%%
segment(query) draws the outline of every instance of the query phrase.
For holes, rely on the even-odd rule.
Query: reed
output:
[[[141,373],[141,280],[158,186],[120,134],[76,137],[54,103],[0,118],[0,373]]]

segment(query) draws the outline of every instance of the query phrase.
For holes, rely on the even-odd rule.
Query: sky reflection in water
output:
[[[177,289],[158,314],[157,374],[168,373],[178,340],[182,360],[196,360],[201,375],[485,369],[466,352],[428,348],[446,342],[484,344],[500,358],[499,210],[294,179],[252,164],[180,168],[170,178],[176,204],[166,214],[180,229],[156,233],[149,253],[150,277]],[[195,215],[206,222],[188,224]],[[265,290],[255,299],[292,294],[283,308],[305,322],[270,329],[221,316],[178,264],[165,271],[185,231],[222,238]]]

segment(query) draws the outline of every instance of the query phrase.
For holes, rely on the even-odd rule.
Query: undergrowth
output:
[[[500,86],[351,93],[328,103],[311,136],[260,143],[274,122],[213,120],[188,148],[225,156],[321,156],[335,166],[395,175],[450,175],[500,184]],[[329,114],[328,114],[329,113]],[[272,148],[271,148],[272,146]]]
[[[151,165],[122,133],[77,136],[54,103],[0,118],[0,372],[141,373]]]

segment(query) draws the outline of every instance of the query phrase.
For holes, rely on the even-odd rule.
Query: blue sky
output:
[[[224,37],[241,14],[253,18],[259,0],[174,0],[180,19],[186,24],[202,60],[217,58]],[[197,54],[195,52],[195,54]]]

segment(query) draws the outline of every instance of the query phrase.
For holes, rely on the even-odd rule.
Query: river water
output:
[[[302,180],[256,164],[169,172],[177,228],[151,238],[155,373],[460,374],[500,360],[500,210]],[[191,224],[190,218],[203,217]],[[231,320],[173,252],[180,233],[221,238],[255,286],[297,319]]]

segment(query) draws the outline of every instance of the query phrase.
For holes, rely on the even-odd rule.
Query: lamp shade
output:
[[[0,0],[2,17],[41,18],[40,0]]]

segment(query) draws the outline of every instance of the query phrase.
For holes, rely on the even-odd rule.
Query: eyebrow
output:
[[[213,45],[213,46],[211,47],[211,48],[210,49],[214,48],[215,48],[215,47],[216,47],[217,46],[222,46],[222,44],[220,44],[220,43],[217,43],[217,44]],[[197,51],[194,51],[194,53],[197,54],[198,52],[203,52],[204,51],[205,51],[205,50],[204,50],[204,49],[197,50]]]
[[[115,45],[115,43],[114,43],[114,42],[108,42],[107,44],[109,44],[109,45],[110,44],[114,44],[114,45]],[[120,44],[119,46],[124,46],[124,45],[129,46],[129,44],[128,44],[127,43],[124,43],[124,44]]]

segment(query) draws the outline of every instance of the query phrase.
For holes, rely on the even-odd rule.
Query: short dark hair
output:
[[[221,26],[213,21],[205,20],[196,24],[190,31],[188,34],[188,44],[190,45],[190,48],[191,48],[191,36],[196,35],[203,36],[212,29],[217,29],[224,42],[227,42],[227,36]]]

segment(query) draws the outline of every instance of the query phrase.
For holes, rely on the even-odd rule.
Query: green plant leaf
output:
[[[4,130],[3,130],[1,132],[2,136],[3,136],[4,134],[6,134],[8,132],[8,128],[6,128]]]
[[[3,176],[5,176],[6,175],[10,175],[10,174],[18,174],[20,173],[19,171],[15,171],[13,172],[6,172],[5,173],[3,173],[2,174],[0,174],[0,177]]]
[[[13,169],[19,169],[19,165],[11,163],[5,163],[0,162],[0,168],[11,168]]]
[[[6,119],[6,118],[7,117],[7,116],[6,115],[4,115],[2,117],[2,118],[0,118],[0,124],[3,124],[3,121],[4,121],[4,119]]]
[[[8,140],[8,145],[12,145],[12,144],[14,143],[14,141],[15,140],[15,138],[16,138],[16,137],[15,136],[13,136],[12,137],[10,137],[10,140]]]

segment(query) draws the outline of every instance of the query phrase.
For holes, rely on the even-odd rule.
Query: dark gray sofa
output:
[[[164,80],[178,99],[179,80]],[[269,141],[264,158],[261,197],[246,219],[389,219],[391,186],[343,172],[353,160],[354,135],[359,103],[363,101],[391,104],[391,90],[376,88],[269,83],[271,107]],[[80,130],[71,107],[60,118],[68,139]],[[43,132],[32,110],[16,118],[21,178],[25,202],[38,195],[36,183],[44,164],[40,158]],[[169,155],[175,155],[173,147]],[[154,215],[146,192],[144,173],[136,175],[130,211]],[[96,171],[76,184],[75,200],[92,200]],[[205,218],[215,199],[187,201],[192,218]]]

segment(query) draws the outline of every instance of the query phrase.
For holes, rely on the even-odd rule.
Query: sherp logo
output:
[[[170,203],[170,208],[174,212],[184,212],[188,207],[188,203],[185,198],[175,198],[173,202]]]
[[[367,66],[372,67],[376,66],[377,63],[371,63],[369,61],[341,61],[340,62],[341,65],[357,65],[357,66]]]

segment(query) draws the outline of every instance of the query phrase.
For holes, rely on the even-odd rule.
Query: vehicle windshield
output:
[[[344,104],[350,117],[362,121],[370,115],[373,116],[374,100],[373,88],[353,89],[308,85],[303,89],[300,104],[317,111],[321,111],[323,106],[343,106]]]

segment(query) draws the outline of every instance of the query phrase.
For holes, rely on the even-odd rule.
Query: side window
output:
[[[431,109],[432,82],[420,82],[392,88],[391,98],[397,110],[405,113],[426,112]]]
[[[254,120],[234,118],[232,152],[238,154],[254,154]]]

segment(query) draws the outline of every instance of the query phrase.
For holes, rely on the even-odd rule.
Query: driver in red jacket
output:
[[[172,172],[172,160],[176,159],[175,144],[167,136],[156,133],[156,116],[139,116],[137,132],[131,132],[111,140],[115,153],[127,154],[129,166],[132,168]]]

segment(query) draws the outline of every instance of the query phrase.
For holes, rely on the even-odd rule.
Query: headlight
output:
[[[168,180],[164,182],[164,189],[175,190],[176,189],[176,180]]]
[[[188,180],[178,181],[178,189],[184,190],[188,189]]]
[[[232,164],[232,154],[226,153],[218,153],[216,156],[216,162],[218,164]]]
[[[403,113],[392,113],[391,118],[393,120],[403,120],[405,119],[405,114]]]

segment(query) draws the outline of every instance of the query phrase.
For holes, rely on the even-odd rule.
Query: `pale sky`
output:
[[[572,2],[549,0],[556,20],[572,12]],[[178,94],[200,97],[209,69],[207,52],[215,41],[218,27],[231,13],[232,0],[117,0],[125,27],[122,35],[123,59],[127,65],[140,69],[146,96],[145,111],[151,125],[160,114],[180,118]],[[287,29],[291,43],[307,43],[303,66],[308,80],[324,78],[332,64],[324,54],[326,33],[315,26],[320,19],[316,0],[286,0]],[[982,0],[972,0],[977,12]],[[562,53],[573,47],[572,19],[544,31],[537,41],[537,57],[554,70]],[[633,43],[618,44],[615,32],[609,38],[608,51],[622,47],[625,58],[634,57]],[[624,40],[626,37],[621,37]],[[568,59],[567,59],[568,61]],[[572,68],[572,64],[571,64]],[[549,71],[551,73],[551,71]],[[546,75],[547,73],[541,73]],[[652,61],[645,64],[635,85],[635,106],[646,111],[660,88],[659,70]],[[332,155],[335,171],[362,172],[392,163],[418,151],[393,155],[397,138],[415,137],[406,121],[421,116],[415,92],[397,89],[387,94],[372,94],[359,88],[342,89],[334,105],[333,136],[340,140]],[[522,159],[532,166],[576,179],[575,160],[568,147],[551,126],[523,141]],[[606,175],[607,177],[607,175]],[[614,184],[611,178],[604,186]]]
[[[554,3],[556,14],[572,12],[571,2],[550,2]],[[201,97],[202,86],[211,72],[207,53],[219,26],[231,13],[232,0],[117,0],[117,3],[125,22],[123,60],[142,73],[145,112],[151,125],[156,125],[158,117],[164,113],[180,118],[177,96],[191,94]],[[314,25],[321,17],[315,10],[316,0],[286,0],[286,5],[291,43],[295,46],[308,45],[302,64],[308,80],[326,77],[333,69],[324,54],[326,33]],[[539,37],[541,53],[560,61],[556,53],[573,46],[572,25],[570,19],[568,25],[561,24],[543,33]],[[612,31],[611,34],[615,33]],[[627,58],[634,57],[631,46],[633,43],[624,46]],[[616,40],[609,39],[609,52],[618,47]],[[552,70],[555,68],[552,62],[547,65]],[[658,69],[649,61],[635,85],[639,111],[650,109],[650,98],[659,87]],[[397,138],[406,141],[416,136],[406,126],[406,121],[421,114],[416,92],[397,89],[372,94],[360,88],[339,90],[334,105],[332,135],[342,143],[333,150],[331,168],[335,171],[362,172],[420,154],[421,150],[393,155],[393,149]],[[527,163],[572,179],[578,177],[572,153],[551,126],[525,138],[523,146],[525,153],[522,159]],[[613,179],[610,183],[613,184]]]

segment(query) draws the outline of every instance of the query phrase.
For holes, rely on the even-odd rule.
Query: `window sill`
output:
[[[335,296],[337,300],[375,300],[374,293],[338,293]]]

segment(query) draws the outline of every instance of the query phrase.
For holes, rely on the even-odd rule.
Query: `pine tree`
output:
%%
TO BE DONE »
Identify each line in the records that contains the string "window", and copy those lines out in full.

FINAL ANSWER »
Query: side window
Query: `window sill`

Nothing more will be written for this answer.